## BEGIN STORED DATA

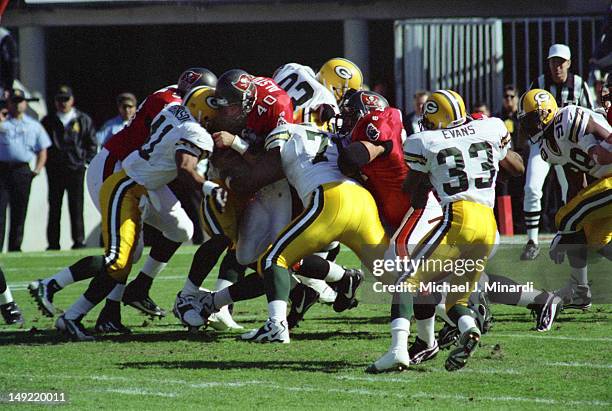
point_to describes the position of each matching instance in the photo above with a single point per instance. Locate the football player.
(177, 142)
(104, 164)
(340, 75)
(460, 160)
(8, 307)
(337, 208)
(581, 139)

## END STORED DATA

> WHAT NEEDS TO BE DONE: Format the records above as a numbered list with one line per item and no blank lines. Leave the pictures out of your answer.

> OUTPUT OF THE TASK:
1. point_to describes the position of each matching instance in the photo above with a single point per instance. Locate the football player.
2. (177, 142)
3. (104, 164)
4. (340, 75)
5. (460, 160)
6. (8, 307)
7. (337, 208)
8. (581, 139)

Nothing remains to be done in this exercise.